■ **EXERCISE GOAL**
What you return must match every record word for word.

■ **Stored data**
________________________
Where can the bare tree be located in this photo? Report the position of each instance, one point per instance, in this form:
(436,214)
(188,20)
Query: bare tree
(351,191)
________________________
■ **REPLY**
Where can the bare tree be located in this photo? Report the position of each instance, one point per instance, in this form:
(436,214)
(188,20)
Query: bare tree
(351,191)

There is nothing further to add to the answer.